> **Input records**
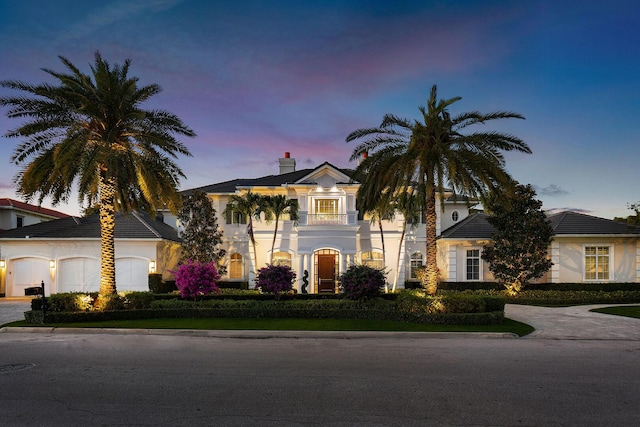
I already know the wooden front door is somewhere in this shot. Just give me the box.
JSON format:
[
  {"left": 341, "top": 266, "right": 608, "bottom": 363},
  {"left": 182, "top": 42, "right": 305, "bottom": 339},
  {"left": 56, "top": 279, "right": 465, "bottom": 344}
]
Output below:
[{"left": 318, "top": 254, "right": 336, "bottom": 292}]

> **Given instruction**
Display every line of the material above that contains the string "right". Match case.

> **The output**
  {"left": 341, "top": 266, "right": 608, "bottom": 363},
  {"left": 182, "top": 42, "right": 305, "bottom": 339},
  {"left": 56, "top": 279, "right": 465, "bottom": 344}
[{"left": 318, "top": 254, "right": 336, "bottom": 292}]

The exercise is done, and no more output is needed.